Text excerpt:
--- begin ---

Imagine meeting someone at a conference. They speak to you casually, full of jokes and witty comments. You then get a super formal inMail from them on LinkedIn, so you check their business Facebook page. Their newsfeed is a confusing mix of funky, existential videos and objective business newsletters…
Who is this person!? What are they really like, and how can you trust them to deliver consistently?
Your brand is what builds customer trust and loyalty. Presenting multiple personalities across your channels is going to confuse your audience - and perhaps even yourself!
To ensure consistency (especially if you plan to outsource some or all of your content creation) it can be helpful to create a content style guide.
How will you write your name? (For example, LUNIR is always written in capitals.) Are there certain colour themes you want in all your visuals? How formal will your voice be?
The more specific you are, the clearer your brand identity can be presented.
STEP 2: STRATEGISE
Okay, now we know who we are, who we are talking to, and why we are talking to them.
Now we need to figure out the best way to do it.
The online universe is massive, and there are endless places for you to publish your content. However, not all platforms will be effective for your business.
To avoid wasting time and resources on channels that will not yield results, it is essential to carefully consider which platforms to invest in.
If you have a website, it should be your first core focus when it comes to your online presence.

--- end ---

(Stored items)
--- begin ---

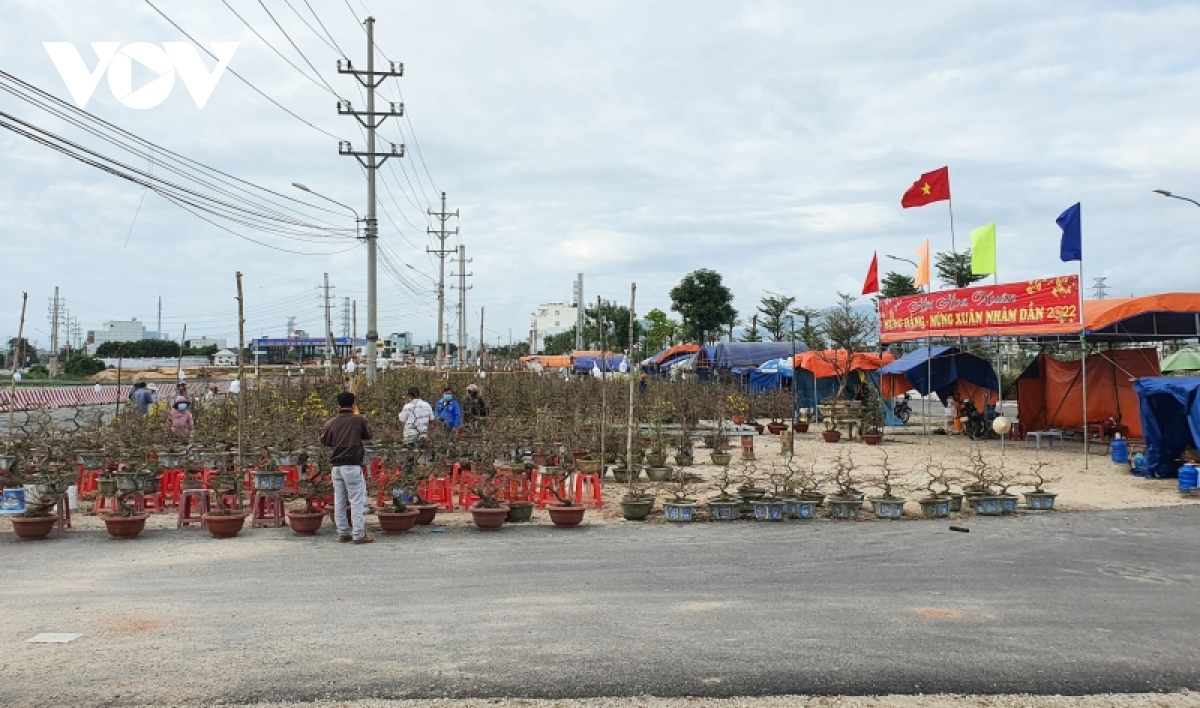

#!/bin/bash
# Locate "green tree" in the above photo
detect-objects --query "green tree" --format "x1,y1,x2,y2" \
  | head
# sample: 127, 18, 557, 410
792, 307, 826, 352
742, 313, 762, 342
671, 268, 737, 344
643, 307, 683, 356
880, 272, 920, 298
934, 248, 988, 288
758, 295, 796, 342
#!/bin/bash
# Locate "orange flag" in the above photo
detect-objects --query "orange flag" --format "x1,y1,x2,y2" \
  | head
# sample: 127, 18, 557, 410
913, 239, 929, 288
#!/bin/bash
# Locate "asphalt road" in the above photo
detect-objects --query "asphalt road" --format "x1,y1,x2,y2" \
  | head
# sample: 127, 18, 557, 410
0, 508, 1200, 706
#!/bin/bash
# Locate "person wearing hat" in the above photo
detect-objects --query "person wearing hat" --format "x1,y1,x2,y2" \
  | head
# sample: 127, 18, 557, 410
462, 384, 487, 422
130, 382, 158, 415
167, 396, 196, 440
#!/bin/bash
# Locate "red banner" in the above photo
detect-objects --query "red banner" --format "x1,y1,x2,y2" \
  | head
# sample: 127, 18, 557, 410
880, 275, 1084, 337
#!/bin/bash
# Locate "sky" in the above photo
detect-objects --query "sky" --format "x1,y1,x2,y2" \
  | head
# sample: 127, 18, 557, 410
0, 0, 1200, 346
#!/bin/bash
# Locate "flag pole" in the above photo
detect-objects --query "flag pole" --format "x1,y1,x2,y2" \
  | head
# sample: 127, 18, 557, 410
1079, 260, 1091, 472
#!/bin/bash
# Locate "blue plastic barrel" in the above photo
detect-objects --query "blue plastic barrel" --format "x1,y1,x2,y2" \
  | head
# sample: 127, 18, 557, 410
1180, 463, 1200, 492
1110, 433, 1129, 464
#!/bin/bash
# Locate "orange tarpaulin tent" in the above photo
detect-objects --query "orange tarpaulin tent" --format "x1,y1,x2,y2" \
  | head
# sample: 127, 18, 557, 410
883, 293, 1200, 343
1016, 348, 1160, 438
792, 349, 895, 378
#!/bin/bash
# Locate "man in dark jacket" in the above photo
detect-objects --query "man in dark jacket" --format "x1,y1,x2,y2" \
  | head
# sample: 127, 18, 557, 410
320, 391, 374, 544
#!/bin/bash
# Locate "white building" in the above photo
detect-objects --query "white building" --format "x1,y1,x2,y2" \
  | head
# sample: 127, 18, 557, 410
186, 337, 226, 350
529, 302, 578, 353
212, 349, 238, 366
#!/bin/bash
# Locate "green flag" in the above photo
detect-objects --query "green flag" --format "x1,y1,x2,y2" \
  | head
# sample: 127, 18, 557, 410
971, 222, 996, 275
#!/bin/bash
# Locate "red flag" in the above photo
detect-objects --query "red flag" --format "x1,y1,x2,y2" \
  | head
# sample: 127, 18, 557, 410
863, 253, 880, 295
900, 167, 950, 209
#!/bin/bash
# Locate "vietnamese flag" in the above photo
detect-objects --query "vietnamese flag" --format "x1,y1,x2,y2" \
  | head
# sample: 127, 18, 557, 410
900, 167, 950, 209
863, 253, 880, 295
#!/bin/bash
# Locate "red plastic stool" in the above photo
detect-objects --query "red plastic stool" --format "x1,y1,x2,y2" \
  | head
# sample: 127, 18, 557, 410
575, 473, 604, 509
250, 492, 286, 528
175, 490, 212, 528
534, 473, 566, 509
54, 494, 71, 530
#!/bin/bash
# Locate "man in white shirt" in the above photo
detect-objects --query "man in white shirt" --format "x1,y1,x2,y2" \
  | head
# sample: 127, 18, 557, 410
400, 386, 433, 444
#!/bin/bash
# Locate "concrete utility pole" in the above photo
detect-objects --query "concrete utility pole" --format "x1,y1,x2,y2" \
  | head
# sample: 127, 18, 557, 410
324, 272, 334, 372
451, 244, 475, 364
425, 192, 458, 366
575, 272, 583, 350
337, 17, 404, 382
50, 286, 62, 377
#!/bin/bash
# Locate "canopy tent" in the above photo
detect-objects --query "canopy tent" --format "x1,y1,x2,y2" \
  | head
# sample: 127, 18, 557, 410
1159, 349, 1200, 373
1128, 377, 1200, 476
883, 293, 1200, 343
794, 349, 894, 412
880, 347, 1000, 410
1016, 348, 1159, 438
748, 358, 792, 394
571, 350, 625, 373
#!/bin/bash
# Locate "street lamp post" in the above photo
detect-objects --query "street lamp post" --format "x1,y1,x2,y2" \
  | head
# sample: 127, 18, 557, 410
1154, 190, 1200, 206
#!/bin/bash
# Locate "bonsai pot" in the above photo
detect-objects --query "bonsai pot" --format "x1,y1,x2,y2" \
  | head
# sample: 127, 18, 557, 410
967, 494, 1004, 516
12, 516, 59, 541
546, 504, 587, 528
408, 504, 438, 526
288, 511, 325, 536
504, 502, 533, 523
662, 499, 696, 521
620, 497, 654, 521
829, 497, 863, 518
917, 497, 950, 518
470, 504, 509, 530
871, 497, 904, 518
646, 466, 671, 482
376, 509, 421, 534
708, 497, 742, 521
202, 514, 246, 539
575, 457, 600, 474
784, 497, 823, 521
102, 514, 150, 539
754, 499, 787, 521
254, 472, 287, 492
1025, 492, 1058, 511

--- end ---

Required tasks:
(a) Duplicate everything in the branding passage from "The online universe" down to "to invest in.".
(b) Gather each line of the listing that contains the string "dark".

Answers to the problems:
(a)
The online universe is massive, and there are endless places for you to publish your content. However, not all platforms will be effective for your business.
To avoid wasting time and resources on channels that will not yield results, it is essential to carefully consider which platforms to invest in.

(b)
# Locate "man in dark jacket" in the above photo
detect-objects --query "man in dark jacket" --format "x1,y1,x2,y2" \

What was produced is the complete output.